— Tasks to complete —
A: Decide whether each statement below agrees with the wireless-communication abstract. Answer yes or no for each, and quote the exact words of the abstract that settle it.
(i) A wireless medium exposes a user to time-varying detriments that include multipath fading.
(ii) Assuming uncorrelated fading among diversity branches gives an overly pessimistic view of performance.
(iii) Many works take the problem of statistical dependence into account.
B: Write the next part of the wireless-communication abstract, starting right after its final sentence.

— Passage to read —
--
Speaker: Siamak Sorooshyari (Lucent Technologies - Bell Laboratories)

Title: A Multivariate Statistical Approach to Performance Analysis of Wireless Communication Systems

Abstract:

The explosive growth of wireless communication technologies has placed paramount importance on accurate performance analysis of the fidelity of a service offered by a system to a user. Unlike the channels of wireline systems, a wireless medium subjects a user to time-varying detriments such as multipath fading, cochannel interference, and thermal receiver noise. As a countermeasure, structured redundancy in the form of diversity has been instrumental in ensuring reliable wireless communication characterized by a low bit error probability (BEP). In the performance analysis of diversity systems the common assumption of uncorrelated fading among distinct branches of system diversity tends to exaggerate diversity gain resulting in an overly optimistic view of performance. A limited number of works take into account the problem of statistical dependence. This is primarily due to the mathematical complication brought on by relaxing the unrealistic assumption of independent fading among degrees of system diversity.
--
— Material provided —
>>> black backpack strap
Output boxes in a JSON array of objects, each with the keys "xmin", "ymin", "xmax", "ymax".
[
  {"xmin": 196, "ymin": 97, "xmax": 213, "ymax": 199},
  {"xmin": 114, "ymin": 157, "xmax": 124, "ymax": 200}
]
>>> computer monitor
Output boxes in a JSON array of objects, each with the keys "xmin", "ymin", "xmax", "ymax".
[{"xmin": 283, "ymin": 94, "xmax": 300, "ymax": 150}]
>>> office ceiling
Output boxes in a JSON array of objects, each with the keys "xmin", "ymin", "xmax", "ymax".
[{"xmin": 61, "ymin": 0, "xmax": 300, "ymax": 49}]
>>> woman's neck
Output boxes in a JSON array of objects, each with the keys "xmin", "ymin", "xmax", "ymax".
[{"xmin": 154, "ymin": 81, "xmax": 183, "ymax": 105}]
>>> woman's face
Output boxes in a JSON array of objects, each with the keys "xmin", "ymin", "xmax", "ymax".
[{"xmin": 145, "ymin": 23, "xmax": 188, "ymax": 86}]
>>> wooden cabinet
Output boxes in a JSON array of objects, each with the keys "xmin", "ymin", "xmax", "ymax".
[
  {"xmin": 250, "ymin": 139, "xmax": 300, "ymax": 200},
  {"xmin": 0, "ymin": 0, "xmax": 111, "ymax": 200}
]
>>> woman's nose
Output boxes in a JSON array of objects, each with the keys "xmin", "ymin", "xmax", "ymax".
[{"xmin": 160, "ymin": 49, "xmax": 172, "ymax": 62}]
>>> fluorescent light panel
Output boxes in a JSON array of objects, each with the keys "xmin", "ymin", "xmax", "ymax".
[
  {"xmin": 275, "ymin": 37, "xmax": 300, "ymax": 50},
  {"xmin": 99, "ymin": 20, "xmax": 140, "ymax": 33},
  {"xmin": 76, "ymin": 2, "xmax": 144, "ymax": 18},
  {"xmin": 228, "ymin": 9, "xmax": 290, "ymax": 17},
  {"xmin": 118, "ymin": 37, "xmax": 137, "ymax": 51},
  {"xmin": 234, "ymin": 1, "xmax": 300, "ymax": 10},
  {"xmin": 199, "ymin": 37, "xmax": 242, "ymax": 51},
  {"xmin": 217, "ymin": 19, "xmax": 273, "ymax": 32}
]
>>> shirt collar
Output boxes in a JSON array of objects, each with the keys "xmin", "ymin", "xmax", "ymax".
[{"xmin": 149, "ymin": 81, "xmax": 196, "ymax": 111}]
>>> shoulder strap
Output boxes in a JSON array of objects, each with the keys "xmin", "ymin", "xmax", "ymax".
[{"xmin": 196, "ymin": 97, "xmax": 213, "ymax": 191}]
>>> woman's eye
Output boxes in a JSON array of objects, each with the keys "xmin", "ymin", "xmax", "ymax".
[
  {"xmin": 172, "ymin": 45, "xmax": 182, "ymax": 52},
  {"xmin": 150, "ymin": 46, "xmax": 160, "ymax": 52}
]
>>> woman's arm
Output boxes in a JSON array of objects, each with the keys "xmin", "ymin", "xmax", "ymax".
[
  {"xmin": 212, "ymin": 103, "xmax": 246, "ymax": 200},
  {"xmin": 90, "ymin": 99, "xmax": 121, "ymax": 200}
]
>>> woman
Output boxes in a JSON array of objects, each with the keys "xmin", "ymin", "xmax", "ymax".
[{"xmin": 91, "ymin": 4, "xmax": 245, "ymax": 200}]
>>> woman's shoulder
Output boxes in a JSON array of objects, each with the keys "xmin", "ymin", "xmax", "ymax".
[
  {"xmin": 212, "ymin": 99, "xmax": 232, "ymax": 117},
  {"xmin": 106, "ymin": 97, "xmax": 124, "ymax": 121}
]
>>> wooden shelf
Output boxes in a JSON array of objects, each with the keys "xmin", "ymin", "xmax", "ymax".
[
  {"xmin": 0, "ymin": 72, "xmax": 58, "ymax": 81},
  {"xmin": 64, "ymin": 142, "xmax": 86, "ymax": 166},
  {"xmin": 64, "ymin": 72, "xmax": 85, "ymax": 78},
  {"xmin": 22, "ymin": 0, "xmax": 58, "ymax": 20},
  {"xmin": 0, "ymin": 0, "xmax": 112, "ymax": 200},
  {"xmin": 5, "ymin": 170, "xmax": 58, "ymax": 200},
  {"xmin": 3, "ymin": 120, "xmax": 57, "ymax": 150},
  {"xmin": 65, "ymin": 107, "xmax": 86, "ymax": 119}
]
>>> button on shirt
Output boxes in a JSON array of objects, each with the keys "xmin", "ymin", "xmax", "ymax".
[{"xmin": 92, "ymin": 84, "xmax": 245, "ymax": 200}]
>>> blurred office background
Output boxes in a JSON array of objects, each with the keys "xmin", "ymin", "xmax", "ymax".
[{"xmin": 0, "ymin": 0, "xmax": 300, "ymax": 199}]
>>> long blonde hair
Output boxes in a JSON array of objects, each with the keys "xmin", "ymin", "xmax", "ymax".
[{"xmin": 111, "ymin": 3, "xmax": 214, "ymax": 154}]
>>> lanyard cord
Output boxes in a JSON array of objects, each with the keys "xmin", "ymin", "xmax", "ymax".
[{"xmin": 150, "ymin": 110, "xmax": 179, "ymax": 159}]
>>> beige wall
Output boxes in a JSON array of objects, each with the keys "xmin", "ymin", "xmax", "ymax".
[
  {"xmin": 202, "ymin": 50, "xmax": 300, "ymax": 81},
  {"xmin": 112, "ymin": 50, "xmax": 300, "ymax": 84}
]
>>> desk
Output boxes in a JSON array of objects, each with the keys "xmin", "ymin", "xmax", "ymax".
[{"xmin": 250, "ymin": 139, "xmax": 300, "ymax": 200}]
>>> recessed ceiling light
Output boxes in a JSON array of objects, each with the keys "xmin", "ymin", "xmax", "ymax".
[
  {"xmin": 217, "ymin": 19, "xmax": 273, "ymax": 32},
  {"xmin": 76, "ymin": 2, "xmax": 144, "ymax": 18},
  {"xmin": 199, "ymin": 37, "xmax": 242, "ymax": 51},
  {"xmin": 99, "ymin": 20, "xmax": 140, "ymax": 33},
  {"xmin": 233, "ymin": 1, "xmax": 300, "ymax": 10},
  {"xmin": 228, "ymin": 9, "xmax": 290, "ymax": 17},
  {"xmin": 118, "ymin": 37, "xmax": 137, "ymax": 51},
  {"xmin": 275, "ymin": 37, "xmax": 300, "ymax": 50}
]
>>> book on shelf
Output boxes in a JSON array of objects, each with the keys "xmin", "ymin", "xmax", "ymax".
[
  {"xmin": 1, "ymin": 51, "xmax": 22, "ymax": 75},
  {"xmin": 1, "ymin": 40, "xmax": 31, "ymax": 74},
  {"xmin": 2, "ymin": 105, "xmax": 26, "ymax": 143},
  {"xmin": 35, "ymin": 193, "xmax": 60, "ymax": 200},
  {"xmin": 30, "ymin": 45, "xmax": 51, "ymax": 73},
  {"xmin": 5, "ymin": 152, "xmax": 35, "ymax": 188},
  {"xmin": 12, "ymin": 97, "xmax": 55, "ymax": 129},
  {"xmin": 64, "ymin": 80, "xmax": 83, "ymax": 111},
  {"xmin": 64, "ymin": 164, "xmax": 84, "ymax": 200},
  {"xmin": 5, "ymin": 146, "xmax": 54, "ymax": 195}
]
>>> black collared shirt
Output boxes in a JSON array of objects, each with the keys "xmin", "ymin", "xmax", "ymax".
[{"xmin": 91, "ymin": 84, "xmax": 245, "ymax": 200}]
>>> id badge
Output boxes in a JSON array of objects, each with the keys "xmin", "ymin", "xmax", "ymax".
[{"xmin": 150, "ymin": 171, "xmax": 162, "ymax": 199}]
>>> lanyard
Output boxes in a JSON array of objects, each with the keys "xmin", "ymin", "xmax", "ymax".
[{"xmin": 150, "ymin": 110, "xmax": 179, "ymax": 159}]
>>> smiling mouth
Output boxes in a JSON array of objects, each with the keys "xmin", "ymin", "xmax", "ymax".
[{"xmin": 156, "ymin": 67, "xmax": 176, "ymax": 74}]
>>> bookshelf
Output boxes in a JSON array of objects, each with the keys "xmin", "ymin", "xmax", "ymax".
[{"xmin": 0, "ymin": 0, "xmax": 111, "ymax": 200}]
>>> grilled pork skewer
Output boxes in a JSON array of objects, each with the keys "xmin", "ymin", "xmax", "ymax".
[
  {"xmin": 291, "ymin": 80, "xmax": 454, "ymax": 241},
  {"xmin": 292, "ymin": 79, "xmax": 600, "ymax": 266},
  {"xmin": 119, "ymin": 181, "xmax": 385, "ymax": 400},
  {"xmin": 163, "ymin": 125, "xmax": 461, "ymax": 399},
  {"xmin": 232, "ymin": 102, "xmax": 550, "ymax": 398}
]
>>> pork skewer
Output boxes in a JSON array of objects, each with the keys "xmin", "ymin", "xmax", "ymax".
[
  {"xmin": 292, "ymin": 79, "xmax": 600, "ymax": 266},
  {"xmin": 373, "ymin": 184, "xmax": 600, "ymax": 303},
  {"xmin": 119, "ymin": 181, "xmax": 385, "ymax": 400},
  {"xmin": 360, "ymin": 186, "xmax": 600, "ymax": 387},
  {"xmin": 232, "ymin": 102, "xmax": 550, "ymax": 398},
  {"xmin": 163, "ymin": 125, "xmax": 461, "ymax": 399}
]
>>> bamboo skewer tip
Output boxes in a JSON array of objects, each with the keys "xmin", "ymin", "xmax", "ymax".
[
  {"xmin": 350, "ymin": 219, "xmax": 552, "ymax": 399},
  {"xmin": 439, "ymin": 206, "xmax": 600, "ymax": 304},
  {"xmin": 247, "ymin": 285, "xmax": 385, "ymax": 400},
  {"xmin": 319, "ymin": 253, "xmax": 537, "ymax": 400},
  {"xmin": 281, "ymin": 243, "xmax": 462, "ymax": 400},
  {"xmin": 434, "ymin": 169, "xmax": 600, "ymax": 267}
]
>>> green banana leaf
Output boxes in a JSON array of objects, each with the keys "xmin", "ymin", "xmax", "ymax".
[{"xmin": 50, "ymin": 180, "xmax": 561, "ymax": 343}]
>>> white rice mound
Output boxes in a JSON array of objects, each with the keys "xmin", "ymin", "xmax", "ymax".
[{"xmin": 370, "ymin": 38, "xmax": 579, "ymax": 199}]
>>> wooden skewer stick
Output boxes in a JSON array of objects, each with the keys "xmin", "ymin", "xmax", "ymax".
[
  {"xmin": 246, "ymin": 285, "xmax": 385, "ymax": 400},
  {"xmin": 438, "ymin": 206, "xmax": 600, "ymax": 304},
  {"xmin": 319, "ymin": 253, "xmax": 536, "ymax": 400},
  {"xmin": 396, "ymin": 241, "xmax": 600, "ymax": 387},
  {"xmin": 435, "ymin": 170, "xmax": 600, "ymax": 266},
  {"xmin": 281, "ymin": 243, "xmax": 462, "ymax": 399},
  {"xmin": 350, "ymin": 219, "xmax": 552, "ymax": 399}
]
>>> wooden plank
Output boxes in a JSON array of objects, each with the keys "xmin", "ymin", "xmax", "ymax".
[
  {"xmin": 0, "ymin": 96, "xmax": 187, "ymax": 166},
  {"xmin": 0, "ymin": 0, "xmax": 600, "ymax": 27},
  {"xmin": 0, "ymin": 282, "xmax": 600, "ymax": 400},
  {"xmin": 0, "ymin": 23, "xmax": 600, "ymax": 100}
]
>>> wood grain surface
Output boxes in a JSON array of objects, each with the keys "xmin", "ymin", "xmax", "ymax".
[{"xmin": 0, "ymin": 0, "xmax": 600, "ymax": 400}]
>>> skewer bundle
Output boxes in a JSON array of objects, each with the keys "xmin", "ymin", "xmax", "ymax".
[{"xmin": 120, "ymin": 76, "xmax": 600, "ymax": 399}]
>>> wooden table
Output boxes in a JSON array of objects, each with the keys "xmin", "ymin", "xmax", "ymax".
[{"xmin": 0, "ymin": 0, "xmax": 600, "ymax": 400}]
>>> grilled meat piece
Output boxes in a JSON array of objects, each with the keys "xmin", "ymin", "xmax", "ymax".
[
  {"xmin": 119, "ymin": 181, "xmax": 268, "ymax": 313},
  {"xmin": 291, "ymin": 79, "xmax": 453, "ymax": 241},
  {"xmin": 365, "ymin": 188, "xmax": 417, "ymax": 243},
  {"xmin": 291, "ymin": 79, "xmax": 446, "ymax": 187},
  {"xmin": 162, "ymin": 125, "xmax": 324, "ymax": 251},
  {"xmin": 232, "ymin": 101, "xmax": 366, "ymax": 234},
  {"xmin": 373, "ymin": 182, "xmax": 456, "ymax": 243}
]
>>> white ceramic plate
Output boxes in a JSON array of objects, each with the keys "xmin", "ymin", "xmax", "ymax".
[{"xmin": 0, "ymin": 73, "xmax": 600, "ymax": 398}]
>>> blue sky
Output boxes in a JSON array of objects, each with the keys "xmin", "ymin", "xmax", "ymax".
--
— Results by task —
A:
(i) Yes: "a wireless medium subjects a user to time-varying detriments such as multipath fading, cochannel interference, and thermal receiver noise."
(ii) No: "tends to exaggerate diversity gain resulting in an overly optimistic view of performance."
(iii) No: "A limited number of works take into account the problem of statistical dependence."

B:
We present a multivariate statistical approach to the performance analysis of wireless communication systems employing diversity. We show how such a framework allows for the statistical modeling of the correlated fading among the diversity branches of the system users. Analytical results are derived for the performance of maximal-ratio combining (MRC) over correlated Gaussian vector channels. Generality is maintained by assuming arbitrary power users and no specific form for the covariance matrices of the received faded signals. The analysis and results are applicable to binary signaling over a multiuser single-input multiple-output (SIMO) channel. In the second half of the presentation, attention is given to the performance analysis of a frequency diversity system known as multicarrier code-division multiple-access (MC-CDMA). With the promising prospects of MC-CDMA as a predominant wireless technology, analytical results are presented for the performance of MC-CDMA in the presence of correlated Rayleigh fading. In general, the empirical results presented in our work show the effects of correlated fading to be non-negligible, and most pronounced for lightly-loaded communication systems.